Written request A
In the code excerpt, what layer name is passed to get_layer to fetch the embedding for the decoder input?
Written request B
Repeat the code excerpt between "# Encoder input" and "encoder_model = keras.Model(encoder_input, encoder_state)", inclusive.

Selection
-----

INFO:tensorflow:Assets written to: s2s/assets


INFO:tensorflow:Assets written to: s2s/assets


In [48]:
def create_inference_model(model):
    # Calculating number of layers in encoder and decoder
    num_enc_layers, num_dec_layers = 0, 0
    for layer in model.layers:
        num_enc_layers += layer.name.startswith('encoder')
        num_dec_layers += layer.name.startswith('decoder')

    # Encoder input
    encoder_input = model.input[0]      # Input_1
    # Encoder cell final layer
    encoder_cell = model.get_layer("encoder_"+str(num_enc_layers))
    encoder_type = encoder_cell.__class__.__name__
    encoder_seq, *encoder_state = encoder_cell.output
    # Encoder model
    encoder_model = keras.Model(encoder_input, encoder_state)

    # Decoder input
    decoder_input = model.input[1]      # Input_2
    decoder_input_embedding = model.get_layer("embedding_2")(decoder_input)
    decoder_sequences = decoder_input_embedding
    # Inputs to decoder layers' initial states
    decoder_states, decoder_state_inputs = [], []
    for i in range(1, num_dec_layers+1):
        if encoder_type == 'LSTM':
            decoder_state_input = [Input(shape=(encoder_state[0].shape[1],), name="input_"+str(2*i+1)), 
                                   Input(shape=(encoder_state[1].shape[1],), name="input_"+str(2*i+2))]
        else:
            decoder_state_input = [Input(shape=(encoder_state[0].shape[1],), name="input_"+str(i+2))]

        decoder_cell = model.get_layer("decoder_"+str(i))
        decoder_sequences, *decoder_state = decoder_cell(decoder_sequences, initial_state=decoder_state_input)
        decoder_states += decoder_state
        decoder_state_inputs += decoder_state_input

    # Softmax FC layer
    decoder_dense = model.get_layer("dense_1")

-----

Excerpts of location labeling data:

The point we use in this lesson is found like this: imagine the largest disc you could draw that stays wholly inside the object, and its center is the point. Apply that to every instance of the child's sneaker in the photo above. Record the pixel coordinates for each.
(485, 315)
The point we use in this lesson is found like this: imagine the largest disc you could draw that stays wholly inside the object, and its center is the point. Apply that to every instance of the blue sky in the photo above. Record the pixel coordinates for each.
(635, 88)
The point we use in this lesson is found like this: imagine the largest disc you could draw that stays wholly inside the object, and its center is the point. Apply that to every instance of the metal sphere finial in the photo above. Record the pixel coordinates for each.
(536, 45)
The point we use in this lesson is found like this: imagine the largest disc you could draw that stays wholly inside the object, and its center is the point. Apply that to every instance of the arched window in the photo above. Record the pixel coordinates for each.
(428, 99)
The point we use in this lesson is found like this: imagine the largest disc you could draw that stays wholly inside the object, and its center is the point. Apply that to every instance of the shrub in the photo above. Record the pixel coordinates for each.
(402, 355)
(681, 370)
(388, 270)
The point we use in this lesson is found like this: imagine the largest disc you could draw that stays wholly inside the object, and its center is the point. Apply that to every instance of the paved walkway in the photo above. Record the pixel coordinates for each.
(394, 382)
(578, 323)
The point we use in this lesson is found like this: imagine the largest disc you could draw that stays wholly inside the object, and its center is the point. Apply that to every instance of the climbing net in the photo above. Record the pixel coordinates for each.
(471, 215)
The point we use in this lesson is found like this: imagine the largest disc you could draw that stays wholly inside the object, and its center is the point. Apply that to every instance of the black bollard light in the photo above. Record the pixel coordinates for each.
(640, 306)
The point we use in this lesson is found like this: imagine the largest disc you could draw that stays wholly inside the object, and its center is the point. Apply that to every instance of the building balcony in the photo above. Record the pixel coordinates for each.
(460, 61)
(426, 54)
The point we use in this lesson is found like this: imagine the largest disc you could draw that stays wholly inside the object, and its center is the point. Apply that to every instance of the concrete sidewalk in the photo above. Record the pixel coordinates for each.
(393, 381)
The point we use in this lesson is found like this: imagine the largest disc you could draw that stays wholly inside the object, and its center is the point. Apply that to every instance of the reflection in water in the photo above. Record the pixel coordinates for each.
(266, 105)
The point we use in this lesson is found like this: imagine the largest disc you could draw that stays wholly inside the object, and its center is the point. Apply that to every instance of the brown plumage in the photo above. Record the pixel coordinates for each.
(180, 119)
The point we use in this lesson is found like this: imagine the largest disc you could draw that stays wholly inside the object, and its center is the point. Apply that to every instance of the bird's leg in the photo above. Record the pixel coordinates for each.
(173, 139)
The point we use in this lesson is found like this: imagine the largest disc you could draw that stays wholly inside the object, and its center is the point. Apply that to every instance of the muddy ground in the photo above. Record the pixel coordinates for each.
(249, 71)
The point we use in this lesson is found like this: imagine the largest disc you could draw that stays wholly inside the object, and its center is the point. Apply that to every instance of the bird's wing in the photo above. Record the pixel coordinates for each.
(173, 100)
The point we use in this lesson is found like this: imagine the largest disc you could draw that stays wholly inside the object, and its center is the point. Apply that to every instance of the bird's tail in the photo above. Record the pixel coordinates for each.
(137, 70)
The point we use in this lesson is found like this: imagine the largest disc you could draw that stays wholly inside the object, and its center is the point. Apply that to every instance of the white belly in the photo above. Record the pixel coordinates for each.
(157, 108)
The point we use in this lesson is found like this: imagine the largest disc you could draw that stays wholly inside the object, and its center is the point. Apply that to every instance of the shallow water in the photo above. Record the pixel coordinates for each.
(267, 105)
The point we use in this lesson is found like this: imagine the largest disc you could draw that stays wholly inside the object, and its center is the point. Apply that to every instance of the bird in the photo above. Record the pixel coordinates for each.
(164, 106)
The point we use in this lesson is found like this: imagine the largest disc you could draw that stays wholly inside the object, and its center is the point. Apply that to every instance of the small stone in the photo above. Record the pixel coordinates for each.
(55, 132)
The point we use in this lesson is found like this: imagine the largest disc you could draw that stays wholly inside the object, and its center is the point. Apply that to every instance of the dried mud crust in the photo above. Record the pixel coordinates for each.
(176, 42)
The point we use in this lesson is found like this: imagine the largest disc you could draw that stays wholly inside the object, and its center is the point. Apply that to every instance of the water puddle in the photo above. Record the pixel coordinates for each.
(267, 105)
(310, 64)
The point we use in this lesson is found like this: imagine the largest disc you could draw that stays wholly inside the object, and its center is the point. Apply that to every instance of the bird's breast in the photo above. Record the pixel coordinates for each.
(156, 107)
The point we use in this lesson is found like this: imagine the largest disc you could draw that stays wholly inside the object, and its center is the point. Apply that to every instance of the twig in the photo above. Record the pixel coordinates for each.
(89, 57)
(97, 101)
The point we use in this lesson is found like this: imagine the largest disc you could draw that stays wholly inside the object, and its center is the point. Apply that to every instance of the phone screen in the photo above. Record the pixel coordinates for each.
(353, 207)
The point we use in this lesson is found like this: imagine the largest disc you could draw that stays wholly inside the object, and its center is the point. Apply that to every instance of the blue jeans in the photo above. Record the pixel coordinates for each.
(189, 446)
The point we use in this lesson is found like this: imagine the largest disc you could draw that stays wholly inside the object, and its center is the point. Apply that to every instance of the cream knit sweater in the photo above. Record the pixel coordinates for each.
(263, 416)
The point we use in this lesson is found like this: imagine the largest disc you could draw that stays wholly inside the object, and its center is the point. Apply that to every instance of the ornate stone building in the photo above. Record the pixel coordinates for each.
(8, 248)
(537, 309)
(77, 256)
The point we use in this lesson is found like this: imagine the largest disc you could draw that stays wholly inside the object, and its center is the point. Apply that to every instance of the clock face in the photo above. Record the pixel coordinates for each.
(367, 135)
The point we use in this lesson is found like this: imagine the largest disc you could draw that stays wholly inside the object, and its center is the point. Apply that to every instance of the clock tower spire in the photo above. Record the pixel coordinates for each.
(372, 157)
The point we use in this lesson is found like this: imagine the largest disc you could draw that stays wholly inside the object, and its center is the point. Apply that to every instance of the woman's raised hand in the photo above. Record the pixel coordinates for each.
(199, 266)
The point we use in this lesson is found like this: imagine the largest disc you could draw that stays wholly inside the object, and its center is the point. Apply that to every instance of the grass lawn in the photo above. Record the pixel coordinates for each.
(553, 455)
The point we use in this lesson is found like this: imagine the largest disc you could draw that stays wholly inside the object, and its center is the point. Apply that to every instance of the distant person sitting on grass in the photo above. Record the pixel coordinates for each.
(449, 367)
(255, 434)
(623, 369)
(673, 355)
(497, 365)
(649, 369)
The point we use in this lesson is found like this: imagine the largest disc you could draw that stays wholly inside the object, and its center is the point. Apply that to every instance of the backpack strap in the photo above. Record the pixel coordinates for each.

-----

Problem solution A
"embedding_2"

Problem solution B
# Encoder input
    encoder_input = model.input[0]      # Input_1
    # Encoder cell final layer
    encoder_cell = model.get_layer("encoder_"+str(num_enc_layers))
    encoder_type = encoder_cell.__class__.__name__
    encoder_seq, *encoder_state = encoder_cell.output
    # Encoder model
    encoder_model = keras.Model(encoder_input, encoder_state)